[PAGE EXCERPT]
::::

# Area models for multiplication throughout the K-12 curriculum

Let’s take a look at area models, shall we?

My thesis today is that area models should be ubiquitous across the entire curriculum because mathematics is a sense making discipline. As math educators, we ought to encourage our students to take every opportunity to visualize their mathematics in an effort to illuminate, explain, prove, and bring intuition.

So let’s take a walk through the K-12 math curriculum and highlight the use of area models as they might apply to arithmeticalgebra, and calculus.

# Arithmetic

Students experience area models for the first time in elementary school as they work to visualize multi-digit multiplication. This can also be used for division as well, just running the logic in reverse–that is, seeking an unknown “side length” rather than an unknown area. And Base Ten Blocks can be used to help students understand the building blocks of our number system.

Here’s how you might work out $27\times 54$:

$27\times 54 = (20+7)(50+4)=(20)(50)+(20)(4)+(7)(50)+(7)(4)$

$27\times 54=1000+80+350+28=1458$

The advantage of using a visual model like this is that you can easily see your calculation and explain why constituent calculations, taken together, faithfully produce the desired result. If you do a “man on the street” interview with most users or purveyors of the standard algorithm, you would almost certainly not get crystal clear explanations for why it produces results. For a further discussion of area models for multi-digit multiplication, see this article, or read Jo Boaler’s now famous book Mathematical Mindsets.

# Algebra

In middle school, as students first encounter algebra, they may use area models to support their algebraic reasoning around multiplying polynomials. And in an Algebra 2 course they may learn about polynomial division and support their thinking using an area model in the same way they used area models to do division in elementary school. Here Algebra Tiles can be used as physical manipulatives to support student learning.

::::

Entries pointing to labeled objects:

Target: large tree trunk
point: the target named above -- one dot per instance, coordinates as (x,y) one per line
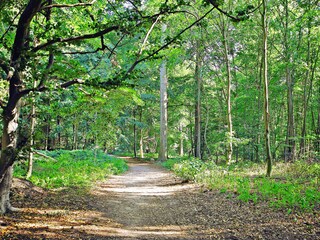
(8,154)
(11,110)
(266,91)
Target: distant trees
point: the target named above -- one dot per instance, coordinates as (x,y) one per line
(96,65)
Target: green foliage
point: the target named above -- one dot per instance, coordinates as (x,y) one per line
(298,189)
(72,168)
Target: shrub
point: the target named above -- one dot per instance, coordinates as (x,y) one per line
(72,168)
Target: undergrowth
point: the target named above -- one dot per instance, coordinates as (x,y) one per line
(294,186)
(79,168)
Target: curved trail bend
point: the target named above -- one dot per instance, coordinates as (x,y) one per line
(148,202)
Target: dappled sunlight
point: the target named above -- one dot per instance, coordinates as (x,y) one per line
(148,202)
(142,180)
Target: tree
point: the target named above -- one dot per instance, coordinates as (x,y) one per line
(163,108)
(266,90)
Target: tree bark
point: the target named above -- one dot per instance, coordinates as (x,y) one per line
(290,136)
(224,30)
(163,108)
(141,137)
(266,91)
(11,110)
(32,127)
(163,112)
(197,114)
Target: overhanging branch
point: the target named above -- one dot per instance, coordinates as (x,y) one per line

::::

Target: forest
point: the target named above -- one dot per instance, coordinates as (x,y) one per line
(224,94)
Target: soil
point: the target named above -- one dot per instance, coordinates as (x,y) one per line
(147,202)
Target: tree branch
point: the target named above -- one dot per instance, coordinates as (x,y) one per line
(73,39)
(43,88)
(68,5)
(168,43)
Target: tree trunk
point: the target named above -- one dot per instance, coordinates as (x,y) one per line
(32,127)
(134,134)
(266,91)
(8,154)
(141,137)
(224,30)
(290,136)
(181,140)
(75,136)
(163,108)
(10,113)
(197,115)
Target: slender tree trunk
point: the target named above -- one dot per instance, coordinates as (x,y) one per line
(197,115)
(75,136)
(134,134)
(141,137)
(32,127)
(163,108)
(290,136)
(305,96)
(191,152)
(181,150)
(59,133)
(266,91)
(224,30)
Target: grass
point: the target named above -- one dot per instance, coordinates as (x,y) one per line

::::

[WRITTEN TASKS]
a. Repeat word for word the part of the area-models text above, starting with "# Area models" and going on through "apply to arithmeticalgebra, and calculus.".
b. Carry on the piece about area models in the K-12 curriculum from the point where it stops.

[SOLVED TASKS]
a.
# Area models for multiplication throughout the K-12 curriculum

Let’s take a look at area models, shall we?

My thesis today is that area models should be ubiquitous across the entire curriculum because mathematics is a sense making discipline. As math educators, we ought to encourage our students to take every opportunity to visualize their mathematics in an effort to illuminate, explain, prove, and bring intuition.

So let’s take a walk through the K-12 math curriculum and highlight the use of area models as they might apply to arithmeticalgebra, and calculus.

b.
Here’s how you might work out $(x+4)(2x+3)$:

$(x+4)(2x+3)=(x)(2x)+(x)(3)+(4)(2x)+(4)(3)$

$(x+4)(2x+3)=2x^2+3x+8x+12=2x^2+11x+12$

Notice also that if you let $x=10$, you obtain the following result from arithmetic:

$14\times 23 = 200+110+12=322$

The Common Core places special emphasis on making such connections. I agree with this effort, even though I can also commiserate with fellow math teachers who say things like, “My Precalculus students still use the box method for multiplying polynomials!” We definitely want to move our students toward fluency, but perhaps we should wait for them to realize that they don’t need their visual models. Eventually most students figure out on their own that it would be more efficient to do without the models.

# Calculus

Later in high school, as students first study calculus, area models can be used to bring understanding to the Product Rule–a result that is often memorized without any understanding. Even the usual “textbook proof” justifies but does not illuminate.

Here’s an informal proof of the Product Rule using an area model:

The “change in” the quantity $L\cdot W$ can be thought of as the change in the area of a rectangle with side lengths $L$ and $W$. That is, let $A=LW$. As we change $L$ and $W$ by amounts $\Delta L$ and $\Delta W$, we are wondering how the overall area changes (that is, what is $\Delta A$?).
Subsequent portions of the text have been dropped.